━━ Supplied records
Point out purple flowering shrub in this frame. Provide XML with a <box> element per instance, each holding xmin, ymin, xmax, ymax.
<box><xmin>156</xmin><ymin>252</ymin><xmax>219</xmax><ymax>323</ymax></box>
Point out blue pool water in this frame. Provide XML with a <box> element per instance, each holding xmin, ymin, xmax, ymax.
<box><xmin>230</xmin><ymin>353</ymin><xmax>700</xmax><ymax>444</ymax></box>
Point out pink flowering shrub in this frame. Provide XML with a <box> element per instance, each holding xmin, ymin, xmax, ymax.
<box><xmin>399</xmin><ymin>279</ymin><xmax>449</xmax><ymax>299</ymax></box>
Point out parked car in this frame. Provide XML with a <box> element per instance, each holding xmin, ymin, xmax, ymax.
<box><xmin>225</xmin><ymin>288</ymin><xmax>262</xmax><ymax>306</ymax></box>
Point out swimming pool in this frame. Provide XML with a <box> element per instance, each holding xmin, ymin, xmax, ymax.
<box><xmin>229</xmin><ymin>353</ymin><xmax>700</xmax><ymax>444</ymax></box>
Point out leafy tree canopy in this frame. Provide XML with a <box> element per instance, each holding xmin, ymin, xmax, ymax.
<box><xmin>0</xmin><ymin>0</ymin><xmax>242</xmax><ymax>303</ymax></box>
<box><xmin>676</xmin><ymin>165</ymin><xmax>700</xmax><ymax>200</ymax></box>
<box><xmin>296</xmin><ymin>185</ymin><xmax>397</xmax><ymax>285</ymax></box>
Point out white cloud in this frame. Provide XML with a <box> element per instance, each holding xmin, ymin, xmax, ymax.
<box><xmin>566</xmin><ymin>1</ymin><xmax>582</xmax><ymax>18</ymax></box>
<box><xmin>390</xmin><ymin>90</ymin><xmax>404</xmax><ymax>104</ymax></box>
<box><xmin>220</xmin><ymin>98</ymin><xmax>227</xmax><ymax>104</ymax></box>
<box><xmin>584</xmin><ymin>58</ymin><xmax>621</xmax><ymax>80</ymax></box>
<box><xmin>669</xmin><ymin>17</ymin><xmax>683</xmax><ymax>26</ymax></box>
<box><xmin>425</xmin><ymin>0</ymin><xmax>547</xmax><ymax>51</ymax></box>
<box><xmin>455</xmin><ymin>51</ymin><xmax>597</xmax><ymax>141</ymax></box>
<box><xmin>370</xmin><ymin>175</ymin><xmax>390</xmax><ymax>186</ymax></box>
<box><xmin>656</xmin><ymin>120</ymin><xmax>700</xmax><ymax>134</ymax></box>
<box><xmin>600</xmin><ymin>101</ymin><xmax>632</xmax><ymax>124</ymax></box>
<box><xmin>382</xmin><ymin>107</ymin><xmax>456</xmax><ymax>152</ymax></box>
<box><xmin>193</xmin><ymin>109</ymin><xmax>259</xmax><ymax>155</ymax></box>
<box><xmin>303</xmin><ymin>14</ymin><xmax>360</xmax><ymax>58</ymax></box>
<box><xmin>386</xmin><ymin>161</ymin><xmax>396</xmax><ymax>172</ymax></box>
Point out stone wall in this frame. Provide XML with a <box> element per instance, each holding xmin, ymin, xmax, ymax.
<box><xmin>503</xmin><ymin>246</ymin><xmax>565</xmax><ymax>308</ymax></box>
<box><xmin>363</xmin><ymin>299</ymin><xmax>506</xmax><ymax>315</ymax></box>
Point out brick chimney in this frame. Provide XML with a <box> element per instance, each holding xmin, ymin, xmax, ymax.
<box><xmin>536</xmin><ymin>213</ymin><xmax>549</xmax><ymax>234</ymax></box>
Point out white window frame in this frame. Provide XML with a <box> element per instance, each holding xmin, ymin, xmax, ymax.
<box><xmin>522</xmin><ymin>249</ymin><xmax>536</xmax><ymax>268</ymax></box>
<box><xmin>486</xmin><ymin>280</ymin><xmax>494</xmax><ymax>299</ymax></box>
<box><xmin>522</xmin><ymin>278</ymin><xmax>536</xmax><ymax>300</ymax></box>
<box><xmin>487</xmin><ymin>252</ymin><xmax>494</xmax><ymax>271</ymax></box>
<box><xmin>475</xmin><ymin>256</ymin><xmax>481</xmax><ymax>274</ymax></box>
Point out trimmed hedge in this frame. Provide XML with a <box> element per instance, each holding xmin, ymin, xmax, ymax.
━━━━
◆ How to complete this task:
Output the complete set of records word for word.

◆ The completed task:
Point out purple flowering shrub in this frame. Provide XML with a <box> element per instance, each holding xmin, ymin, xmax, ymax.
<box><xmin>156</xmin><ymin>252</ymin><xmax>219</xmax><ymax>323</ymax></box>
Point out blue pool water in this frame. Provide XML with a <box> element per instance, each holding xmin, ymin, xmax, ymax.
<box><xmin>230</xmin><ymin>353</ymin><xmax>700</xmax><ymax>444</ymax></box>
Point out pink flowering shrub in this frame. Provide XML with a <box> element per instance, each holding xmin, ymin, xmax, ymax.
<box><xmin>399</xmin><ymin>279</ymin><xmax>449</xmax><ymax>299</ymax></box>
Point out parked car in this frame. Provide XML with a <box> element per instance, each holding xmin, ymin, xmax, ymax.
<box><xmin>225</xmin><ymin>288</ymin><xmax>262</xmax><ymax>306</ymax></box>
Point out swimming pool in this frame. Provide XML with a <box> element per instance, each holding xmin, ymin, xmax, ymax.
<box><xmin>229</xmin><ymin>353</ymin><xmax>700</xmax><ymax>444</ymax></box>
Point out leafy tree canopy in this frame. Provide XML with a <box> element per instance, each holding xmin, ymin, xmax, ymax.
<box><xmin>0</xmin><ymin>0</ymin><xmax>242</xmax><ymax>303</ymax></box>
<box><xmin>676</xmin><ymin>165</ymin><xmax>700</xmax><ymax>200</ymax></box>
<box><xmin>296</xmin><ymin>185</ymin><xmax>397</xmax><ymax>285</ymax></box>
Point out white cloud in this frame. Provide XML with a <box> element per instance, each holding xmin, ymin, xmax, ymax.
<box><xmin>566</xmin><ymin>1</ymin><xmax>582</xmax><ymax>18</ymax></box>
<box><xmin>390</xmin><ymin>90</ymin><xmax>404</xmax><ymax>104</ymax></box>
<box><xmin>220</xmin><ymin>98</ymin><xmax>227</xmax><ymax>104</ymax></box>
<box><xmin>584</xmin><ymin>58</ymin><xmax>621</xmax><ymax>80</ymax></box>
<box><xmin>669</xmin><ymin>17</ymin><xmax>683</xmax><ymax>26</ymax></box>
<box><xmin>425</xmin><ymin>0</ymin><xmax>547</xmax><ymax>51</ymax></box>
<box><xmin>455</xmin><ymin>51</ymin><xmax>597</xmax><ymax>141</ymax></box>
<box><xmin>370</xmin><ymin>175</ymin><xmax>390</xmax><ymax>186</ymax></box>
<box><xmin>656</xmin><ymin>120</ymin><xmax>700</xmax><ymax>134</ymax></box>
<box><xmin>600</xmin><ymin>101</ymin><xmax>632</xmax><ymax>124</ymax></box>
<box><xmin>382</xmin><ymin>107</ymin><xmax>456</xmax><ymax>152</ymax></box>
<box><xmin>193</xmin><ymin>109</ymin><xmax>259</xmax><ymax>155</ymax></box>
<box><xmin>303</xmin><ymin>14</ymin><xmax>360</xmax><ymax>58</ymax></box>
<box><xmin>386</xmin><ymin>161</ymin><xmax>396</xmax><ymax>172</ymax></box>
Point out stone wall in this frame. Provide XML with a <box> element per instance, each holding xmin, ymin, xmax, ymax.
<box><xmin>503</xmin><ymin>246</ymin><xmax>565</xmax><ymax>308</ymax></box>
<box><xmin>363</xmin><ymin>299</ymin><xmax>506</xmax><ymax>315</ymax></box>
Point out brick chimney in this frame. Provide XML with a <box> element per instance, each holding xmin, ymin, xmax, ymax.
<box><xmin>536</xmin><ymin>213</ymin><xmax>549</xmax><ymax>234</ymax></box>
Point out white window frame in this frame. Provide XML with a <box> element per instance, each holding xmin, ymin, xmax, ymax.
<box><xmin>522</xmin><ymin>249</ymin><xmax>536</xmax><ymax>268</ymax></box>
<box><xmin>486</xmin><ymin>280</ymin><xmax>494</xmax><ymax>299</ymax></box>
<box><xmin>522</xmin><ymin>278</ymin><xmax>536</xmax><ymax>300</ymax></box>
<box><xmin>487</xmin><ymin>252</ymin><xmax>494</xmax><ymax>271</ymax></box>
<box><xmin>475</xmin><ymin>256</ymin><xmax>481</xmax><ymax>274</ymax></box>
Point out trimmed hedge in this frame. Provide XML with a <box> element per instance, each holding xmin, ymin, xmax, ymax.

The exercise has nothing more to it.